### GIVEN EXERCISE
Copy out every one of the entries below, swapping each occurrence of "greatly appreciated" for "much appreciated" and keeping all other text the same.

### DATA LISTING
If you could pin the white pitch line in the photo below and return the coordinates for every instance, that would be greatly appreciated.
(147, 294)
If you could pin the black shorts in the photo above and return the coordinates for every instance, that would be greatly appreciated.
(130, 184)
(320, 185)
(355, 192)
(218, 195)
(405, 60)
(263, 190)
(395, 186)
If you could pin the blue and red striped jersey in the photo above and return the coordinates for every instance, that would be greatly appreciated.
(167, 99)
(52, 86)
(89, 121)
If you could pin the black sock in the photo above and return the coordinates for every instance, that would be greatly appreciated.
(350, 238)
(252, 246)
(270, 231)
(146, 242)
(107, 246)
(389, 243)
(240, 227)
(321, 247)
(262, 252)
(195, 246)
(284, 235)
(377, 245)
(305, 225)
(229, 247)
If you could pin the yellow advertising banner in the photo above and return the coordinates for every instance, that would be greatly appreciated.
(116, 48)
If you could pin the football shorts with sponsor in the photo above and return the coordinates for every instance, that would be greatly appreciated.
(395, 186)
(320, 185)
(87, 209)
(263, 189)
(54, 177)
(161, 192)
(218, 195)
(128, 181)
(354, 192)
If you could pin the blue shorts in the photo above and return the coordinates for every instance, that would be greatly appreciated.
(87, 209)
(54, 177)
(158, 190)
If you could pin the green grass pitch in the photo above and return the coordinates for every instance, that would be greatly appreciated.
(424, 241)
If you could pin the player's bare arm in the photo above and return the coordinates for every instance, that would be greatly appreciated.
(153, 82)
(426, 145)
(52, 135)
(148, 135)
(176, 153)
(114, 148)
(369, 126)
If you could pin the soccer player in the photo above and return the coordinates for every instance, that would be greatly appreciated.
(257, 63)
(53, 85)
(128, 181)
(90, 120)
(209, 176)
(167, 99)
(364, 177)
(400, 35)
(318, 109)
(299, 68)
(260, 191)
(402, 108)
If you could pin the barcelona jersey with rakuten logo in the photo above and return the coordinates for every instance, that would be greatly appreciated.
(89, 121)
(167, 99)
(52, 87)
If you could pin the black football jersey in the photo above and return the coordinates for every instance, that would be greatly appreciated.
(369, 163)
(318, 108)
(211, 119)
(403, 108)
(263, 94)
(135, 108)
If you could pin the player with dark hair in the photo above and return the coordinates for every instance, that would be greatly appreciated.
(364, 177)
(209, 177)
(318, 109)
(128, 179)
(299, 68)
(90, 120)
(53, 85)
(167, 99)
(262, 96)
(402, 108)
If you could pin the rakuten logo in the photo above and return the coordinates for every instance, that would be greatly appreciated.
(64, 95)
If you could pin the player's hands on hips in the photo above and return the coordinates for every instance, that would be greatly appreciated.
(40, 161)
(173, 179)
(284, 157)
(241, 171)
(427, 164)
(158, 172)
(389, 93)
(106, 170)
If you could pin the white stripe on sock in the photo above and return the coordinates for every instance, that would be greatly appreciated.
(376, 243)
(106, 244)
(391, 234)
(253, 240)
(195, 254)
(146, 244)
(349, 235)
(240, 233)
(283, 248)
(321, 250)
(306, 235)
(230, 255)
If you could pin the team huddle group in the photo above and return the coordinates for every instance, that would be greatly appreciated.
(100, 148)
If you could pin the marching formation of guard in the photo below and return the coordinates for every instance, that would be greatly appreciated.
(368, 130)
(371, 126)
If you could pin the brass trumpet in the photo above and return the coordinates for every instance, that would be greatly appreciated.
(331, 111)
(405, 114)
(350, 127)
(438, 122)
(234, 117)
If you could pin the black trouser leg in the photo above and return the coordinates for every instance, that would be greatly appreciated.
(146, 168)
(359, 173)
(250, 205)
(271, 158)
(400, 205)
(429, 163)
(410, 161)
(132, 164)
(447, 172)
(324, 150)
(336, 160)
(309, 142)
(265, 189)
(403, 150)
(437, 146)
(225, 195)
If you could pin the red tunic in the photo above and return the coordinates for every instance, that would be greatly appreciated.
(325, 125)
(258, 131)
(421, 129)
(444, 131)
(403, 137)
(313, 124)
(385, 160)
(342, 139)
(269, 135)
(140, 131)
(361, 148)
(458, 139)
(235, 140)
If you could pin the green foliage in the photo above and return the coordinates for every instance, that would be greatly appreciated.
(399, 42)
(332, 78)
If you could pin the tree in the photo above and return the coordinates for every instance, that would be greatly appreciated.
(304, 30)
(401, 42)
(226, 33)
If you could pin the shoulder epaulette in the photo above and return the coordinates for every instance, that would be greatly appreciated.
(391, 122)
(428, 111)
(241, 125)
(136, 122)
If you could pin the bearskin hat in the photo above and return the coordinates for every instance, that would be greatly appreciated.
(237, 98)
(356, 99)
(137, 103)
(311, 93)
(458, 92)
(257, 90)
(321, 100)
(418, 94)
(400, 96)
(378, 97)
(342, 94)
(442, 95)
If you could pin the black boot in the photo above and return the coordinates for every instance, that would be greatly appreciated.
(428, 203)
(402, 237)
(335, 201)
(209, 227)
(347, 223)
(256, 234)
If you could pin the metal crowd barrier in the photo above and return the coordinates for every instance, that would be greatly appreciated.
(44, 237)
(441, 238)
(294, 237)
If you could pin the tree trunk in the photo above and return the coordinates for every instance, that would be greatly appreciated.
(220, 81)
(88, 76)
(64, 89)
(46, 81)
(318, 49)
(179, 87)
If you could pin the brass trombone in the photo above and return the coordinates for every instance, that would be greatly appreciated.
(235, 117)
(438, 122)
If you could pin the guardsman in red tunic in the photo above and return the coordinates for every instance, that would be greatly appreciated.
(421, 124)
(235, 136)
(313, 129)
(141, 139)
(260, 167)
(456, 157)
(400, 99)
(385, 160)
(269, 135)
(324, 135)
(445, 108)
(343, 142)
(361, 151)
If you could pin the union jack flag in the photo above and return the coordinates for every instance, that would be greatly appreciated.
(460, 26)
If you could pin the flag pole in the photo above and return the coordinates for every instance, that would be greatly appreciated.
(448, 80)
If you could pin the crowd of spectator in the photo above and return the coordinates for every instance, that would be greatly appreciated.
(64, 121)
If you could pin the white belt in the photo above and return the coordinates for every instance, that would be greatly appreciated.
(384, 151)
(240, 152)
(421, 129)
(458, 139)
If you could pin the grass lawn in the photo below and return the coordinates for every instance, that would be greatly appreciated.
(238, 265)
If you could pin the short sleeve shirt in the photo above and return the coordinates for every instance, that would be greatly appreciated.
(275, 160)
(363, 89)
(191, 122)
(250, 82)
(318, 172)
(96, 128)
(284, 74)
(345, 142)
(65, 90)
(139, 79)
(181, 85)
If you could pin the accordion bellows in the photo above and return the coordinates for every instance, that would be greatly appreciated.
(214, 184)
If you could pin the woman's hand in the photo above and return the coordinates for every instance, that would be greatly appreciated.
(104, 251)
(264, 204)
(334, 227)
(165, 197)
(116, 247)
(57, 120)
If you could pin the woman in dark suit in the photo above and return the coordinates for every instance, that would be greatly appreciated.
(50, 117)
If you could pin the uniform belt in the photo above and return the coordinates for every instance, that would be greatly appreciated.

### THE OUTPUT
If you could pin the white pitch line in the photo below and return the coordinates for every instance, that would be much appreciated.
(147, 294)
If you could pin the black shorts in the photo above and return the coordinates for every instance, that would be much appreciated.
(130, 184)
(320, 185)
(355, 192)
(218, 195)
(405, 60)
(263, 190)
(395, 186)
If you could pin the blue and red striped jersey in the photo above and return the coordinates for every instance, that would be much appreciated.
(167, 99)
(52, 86)
(89, 121)
If you could pin the black sock in the photo above and return the coordinates for every instance, that would be much appreciated.
(350, 238)
(252, 246)
(270, 231)
(146, 242)
(107, 246)
(389, 243)
(240, 227)
(321, 247)
(262, 252)
(195, 246)
(284, 235)
(377, 245)
(305, 225)
(229, 247)
If you could pin the yellow advertising banner in the photo above and return the coordinates for every instance, that would be much appreciated.
(116, 48)
If you could pin the football shorts with sponsor in the photo above and return the coordinates for every instance, that would be much appreciated.
(395, 186)
(320, 185)
(87, 209)
(263, 189)
(54, 177)
(161, 192)
(218, 195)
(128, 181)
(354, 192)
If you could pin the blue shorts in the photo above and return the coordinates for every instance, that would be much appreciated.
(87, 209)
(54, 177)
(158, 190)
If you could pin the green grass pitch in the photo above and return the coordinates for every instance, that would be much appreciated.
(424, 241)
If you could pin the player's bare arm in the photo above and return the coordinates for every instance, that would be much appreciated.
(153, 82)
(426, 145)
(52, 135)
(148, 135)
(176, 153)
(114, 148)
(369, 126)
If you could pin the soccer player in the photo above and return the coordinates for every instance, that would be much appreciated.
(257, 63)
(53, 85)
(128, 181)
(90, 120)
(209, 176)
(167, 99)
(364, 177)
(400, 35)
(318, 109)
(299, 68)
(260, 191)
(402, 108)
If you could pin the barcelona jersey with rakuten logo in the photo above and return the coordinates for every instance, that would be much appreciated.
(89, 121)
(167, 99)
(52, 87)
If you could pin the black football jersey in the photo above and return the coordinates for every instance, that would be much appreciated.
(369, 163)
(318, 108)
(211, 119)
(403, 108)
(263, 94)
(135, 108)
If you could pin the player with dark hair in the photo above and return the coordinates for every instance, that would be much appreciated.
(364, 177)
(209, 177)
(318, 109)
(128, 179)
(299, 68)
(90, 120)
(53, 85)
(167, 99)
(262, 96)
(402, 108)
If you could pin the rakuten logo in the photo above and return the coordinates for every instance, that would be much appreciated.
(64, 95)
If you could pin the player's hands on hips in the photo above and return the coordinates for every instance, that would be much appreciated.
(40, 161)
(173, 179)
(284, 157)
(241, 171)
(427, 164)
(158, 172)
(389, 93)
(106, 170)
If you could pin the white stripe on sock in the photo above and return the coordinates for every instance, that would be much appreciated.
(376, 243)
(106, 244)
(391, 234)
(253, 240)
(195, 254)
(146, 244)
(349, 235)
(240, 233)
(283, 248)
(321, 250)
(306, 235)
(230, 255)
If you could pin the team huddle group in the photo above and return the coordinates for every instance, that would be much appreciated.
(100, 148)
If you could pin the marching formation of guard in the photo below and return the coordinates for every instance, that would be much appreciated.
(368, 130)
(371, 126)
If you could pin the brass trumpet in the photo above and return the coordinates for every instance, that would be much appreciated.
(331, 111)
(405, 114)
(350, 127)
(438, 122)
(234, 117)
If you could pin the black trouser leg in the photo above and return the coordinates for every instance, that would be much appreciated.
(146, 168)
(359, 173)
(250, 205)
(271, 158)
(400, 205)
(429, 163)
(410, 161)
(132, 164)
(447, 172)
(324, 150)
(336, 160)
(309, 142)
(265, 189)
(403, 150)
(437, 146)
(225, 195)
If you could pin the red tunic in the photo above and return the coordinates for every instance, that would be much appreciated.
(325, 125)
(258, 131)
(421, 129)
(444, 131)
(403, 137)
(313, 124)
(385, 160)
(342, 139)
(269, 135)
(140, 131)
(361, 148)
(458, 139)
(235, 140)
If you could pin the green foliage in the photo above and return the coordinates for every instance, that would be much appreciated.
(399, 42)
(332, 78)
If you could pin the tree in the photo above and return the coordinates for every instance, that would be much appreciated.
(304, 30)
(401, 42)
(226, 33)
If you could pin the shoulder epaulette in the photo above and return the coordinates for every instance, that would be much appreciated.
(391, 122)
(428, 111)
(241, 125)
(136, 122)
If you could pin the bearskin hat in the photo above and return the coordinates for every instance, that would be much appreciated.
(237, 98)
(356, 99)
(137, 103)
(311, 93)
(458, 92)
(257, 90)
(321, 100)
(418, 94)
(400, 96)
(378, 97)
(342, 94)
(442, 95)
If you could pin the black boot in the photo above and return the coordinates for every instance, that would be much appreciated.
(428, 203)
(402, 237)
(335, 201)
(209, 227)
(347, 223)
(256, 234)
If you could pin the metal crowd barrier in the photo above and return the coordinates for every instance, that would be much appreciated.
(44, 237)
(441, 238)
(294, 237)
If you could pin the tree trunk in the photo above and return the coordinates for every instance, that would be much appreciated.
(220, 81)
(88, 76)
(64, 89)
(46, 81)
(318, 49)
(179, 87)
If you could pin the brass trombone in the photo above and return the coordinates for every instance, that would be much appreciated.
(235, 117)
(438, 122)
If you could pin the guardsman in red tunic in the photo above and return the coordinates for every instance, that would be much appreciated.
(421, 124)
(235, 136)
(313, 129)
(141, 139)
(260, 167)
(456, 157)
(400, 99)
(385, 160)
(269, 135)
(324, 135)
(445, 108)
(343, 142)
(361, 151)
If you could pin the union jack flag in the photo above and return the coordinates for every instance, that would be much appreciated.
(460, 26)
If you could pin the flag pole in the photo above and return the coordinates for every instance, that would be much appreciated.
(448, 80)
If you could pin the crowd of spectator in the photo above and return the coordinates for every instance, that would be much appreciated.
(64, 121)
If you could pin the white belt in the photo above and return the coordinates for every instance, that would be much appreciated.
(384, 151)
(240, 152)
(421, 129)
(458, 139)
If you could pin the grass lawn in the photo below and return the coordinates for every instance, that would be much appreciated.
(238, 265)
If you could pin the short sleeve shirt in the photo above and return the coordinates for every instance, that would be much appreciated.
(275, 160)
(363, 89)
(191, 122)
(250, 82)
(318, 172)
(96, 128)
(284, 74)
(345, 142)
(65, 90)
(139, 79)
(181, 85)
If you could pin the accordion bellows in the photo above and return the coordinates for every instance, that would be much appreciated.
(214, 184)
If you could pin the woman's hand in the photo above and return the coordinates for every instance, that would be much appreciated.
(104, 251)
(264, 204)
(334, 227)
(165, 197)
(116, 247)
(57, 120)
If you could pin the woman in dark suit in the photo above and return the coordinates for every instance, that would be much appreciated.
(50, 117)
If you could pin the uniform belt in the photo above and return the coordinates for every instance, that would be much appreciated.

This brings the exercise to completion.